SUPPLIED MATERIAL:

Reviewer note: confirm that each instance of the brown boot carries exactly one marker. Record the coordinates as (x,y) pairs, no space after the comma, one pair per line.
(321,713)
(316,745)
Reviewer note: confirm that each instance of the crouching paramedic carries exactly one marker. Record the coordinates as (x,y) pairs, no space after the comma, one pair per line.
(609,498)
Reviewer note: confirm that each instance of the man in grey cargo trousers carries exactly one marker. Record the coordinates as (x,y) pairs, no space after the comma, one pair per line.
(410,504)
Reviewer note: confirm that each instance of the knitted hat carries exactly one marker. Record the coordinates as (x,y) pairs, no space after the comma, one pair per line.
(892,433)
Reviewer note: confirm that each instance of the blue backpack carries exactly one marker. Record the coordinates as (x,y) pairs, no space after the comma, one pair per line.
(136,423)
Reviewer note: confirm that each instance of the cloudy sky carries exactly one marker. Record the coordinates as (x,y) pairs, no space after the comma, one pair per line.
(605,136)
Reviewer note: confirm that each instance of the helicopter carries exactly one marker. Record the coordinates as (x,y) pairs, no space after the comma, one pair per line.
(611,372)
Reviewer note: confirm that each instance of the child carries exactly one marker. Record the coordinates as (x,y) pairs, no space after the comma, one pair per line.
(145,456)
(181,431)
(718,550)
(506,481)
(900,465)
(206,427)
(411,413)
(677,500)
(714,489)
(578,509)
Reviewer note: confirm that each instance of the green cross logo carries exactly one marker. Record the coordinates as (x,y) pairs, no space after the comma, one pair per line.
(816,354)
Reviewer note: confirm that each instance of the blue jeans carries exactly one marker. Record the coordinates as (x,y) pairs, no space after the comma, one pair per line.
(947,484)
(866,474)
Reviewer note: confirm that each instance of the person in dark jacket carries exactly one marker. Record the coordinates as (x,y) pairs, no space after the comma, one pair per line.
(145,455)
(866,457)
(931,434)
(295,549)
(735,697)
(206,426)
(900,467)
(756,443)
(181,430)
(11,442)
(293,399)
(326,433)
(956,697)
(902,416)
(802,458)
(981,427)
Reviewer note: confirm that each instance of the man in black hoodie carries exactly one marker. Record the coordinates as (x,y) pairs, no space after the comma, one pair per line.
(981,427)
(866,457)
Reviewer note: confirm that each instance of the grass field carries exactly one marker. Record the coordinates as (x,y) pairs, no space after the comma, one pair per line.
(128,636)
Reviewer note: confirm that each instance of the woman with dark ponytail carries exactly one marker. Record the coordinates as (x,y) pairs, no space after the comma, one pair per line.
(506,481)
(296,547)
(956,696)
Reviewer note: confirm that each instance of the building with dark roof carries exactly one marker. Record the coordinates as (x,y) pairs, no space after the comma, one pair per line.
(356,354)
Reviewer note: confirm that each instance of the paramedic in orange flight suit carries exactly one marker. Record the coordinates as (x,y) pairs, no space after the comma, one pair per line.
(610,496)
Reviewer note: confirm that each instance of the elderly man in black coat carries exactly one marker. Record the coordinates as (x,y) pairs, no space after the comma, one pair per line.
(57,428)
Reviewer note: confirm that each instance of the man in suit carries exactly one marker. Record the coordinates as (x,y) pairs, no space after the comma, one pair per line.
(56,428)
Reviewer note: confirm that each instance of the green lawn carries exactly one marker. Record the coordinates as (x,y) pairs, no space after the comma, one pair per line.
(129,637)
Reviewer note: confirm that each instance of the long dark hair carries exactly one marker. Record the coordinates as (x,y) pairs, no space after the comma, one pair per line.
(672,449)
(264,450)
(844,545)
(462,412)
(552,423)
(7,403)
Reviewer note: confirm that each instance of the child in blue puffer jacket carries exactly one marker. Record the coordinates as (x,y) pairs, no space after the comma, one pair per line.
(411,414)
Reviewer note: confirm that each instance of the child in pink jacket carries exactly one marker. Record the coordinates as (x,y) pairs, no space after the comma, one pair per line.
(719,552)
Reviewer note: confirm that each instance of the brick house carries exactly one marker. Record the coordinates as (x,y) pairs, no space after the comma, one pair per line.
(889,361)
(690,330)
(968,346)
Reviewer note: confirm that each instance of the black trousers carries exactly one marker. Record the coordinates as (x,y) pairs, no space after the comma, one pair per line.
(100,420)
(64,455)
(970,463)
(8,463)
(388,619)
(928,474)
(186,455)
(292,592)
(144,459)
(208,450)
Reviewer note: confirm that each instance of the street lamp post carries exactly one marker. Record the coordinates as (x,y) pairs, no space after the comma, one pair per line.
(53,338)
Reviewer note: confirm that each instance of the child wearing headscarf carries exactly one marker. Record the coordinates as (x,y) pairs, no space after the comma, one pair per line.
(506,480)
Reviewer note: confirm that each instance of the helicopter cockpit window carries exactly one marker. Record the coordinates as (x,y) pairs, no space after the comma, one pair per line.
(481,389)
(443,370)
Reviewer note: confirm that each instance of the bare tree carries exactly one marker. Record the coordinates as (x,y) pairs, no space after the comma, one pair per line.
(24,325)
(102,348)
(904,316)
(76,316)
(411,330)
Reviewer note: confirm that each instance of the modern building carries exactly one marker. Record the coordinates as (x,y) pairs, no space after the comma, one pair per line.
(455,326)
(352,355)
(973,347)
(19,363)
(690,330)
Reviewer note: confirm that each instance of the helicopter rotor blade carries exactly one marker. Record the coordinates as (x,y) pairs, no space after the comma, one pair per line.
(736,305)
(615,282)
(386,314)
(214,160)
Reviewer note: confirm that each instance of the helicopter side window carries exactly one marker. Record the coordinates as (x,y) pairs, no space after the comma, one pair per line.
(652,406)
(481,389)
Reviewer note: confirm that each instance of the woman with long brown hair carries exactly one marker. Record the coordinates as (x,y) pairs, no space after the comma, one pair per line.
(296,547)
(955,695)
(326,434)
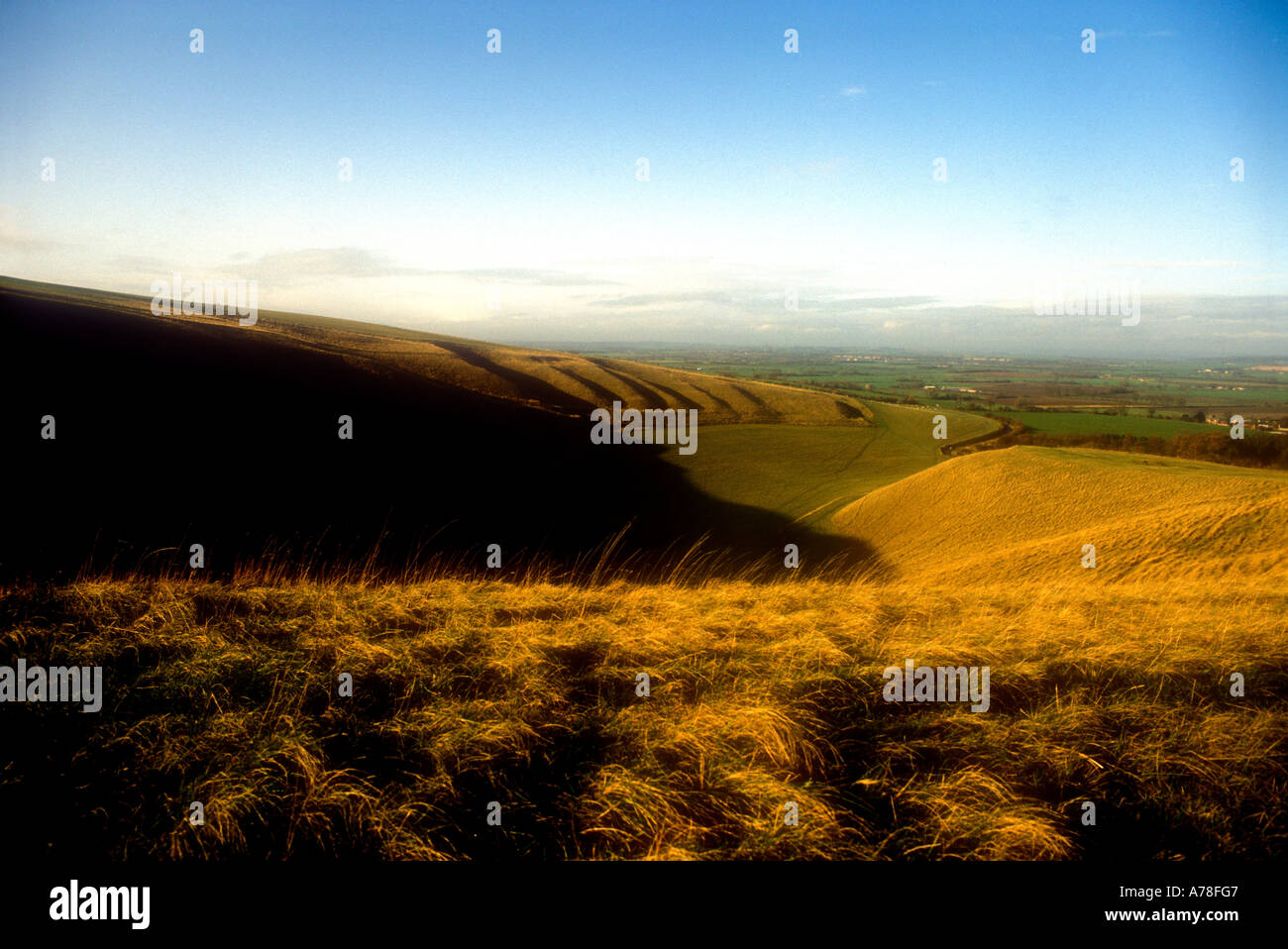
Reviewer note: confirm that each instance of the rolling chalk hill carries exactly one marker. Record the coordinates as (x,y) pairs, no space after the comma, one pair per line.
(559,382)
(1024,514)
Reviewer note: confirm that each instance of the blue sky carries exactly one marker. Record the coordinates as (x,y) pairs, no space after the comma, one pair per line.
(497,194)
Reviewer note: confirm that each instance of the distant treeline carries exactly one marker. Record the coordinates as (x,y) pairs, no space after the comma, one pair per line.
(1256,450)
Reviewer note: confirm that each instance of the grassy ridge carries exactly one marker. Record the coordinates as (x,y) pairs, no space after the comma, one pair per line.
(1025,512)
(559,382)
(809,472)
(468,692)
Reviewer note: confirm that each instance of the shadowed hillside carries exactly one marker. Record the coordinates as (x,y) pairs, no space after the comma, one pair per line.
(174,432)
(559,382)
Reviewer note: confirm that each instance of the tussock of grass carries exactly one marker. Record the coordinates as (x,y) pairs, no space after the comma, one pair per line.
(468,691)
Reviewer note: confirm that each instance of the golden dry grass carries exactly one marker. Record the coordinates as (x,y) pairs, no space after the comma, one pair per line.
(469,691)
(1025,512)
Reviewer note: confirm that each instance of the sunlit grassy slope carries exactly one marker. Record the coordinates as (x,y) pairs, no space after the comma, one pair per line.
(1025,512)
(471,691)
(810,472)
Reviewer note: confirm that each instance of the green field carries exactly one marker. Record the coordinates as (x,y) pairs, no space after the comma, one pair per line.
(1090,424)
(806,472)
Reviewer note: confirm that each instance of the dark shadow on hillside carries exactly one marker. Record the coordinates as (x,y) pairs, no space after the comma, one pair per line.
(171,433)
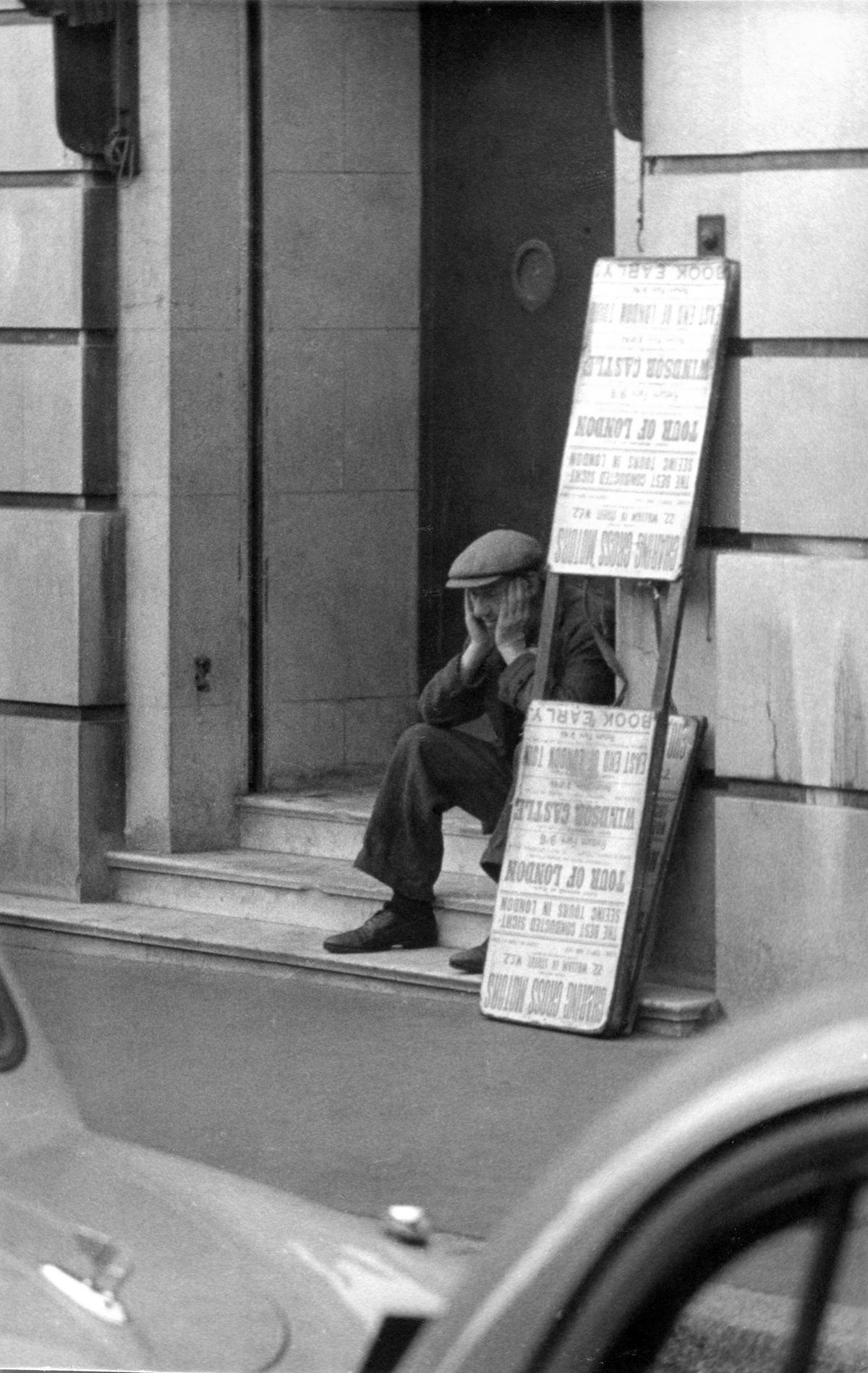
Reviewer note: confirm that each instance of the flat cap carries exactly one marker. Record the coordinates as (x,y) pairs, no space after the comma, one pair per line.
(503,552)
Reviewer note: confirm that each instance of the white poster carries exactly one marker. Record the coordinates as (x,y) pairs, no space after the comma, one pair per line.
(640,409)
(569,868)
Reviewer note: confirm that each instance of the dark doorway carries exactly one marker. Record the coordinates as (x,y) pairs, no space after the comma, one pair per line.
(518,203)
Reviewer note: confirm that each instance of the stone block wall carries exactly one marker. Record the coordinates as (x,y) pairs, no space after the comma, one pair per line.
(759,113)
(61,533)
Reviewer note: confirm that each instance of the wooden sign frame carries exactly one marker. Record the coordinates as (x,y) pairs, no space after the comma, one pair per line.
(665,273)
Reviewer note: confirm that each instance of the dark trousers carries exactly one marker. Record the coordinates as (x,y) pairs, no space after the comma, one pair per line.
(430,770)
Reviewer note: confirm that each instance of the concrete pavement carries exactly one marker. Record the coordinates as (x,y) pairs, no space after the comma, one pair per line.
(353,1093)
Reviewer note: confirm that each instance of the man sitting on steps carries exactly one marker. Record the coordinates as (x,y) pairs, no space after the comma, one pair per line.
(437,765)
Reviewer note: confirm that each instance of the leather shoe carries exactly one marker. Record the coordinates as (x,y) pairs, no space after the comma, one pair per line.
(385,930)
(470,960)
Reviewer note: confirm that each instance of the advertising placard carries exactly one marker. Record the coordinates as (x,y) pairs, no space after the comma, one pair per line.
(639,419)
(565,896)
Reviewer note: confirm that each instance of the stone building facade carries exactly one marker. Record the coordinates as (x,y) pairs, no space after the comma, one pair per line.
(241,420)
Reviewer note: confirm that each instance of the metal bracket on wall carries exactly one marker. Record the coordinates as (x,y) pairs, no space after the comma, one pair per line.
(96,79)
(710,235)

TASK DESCRIPTION:
Quote verbatim the line containing "Reviewer note: confirm that each instance of the metal" and every line after it through the end of the records above.

COMPLETED EXERCISE:
Reviewer note: confirm that each instance of the metal bracket on wall carries exactly one marker. Record the coordinates as (x,y) pairs, no space after the comma, one pair per line.
(96,79)
(710,235)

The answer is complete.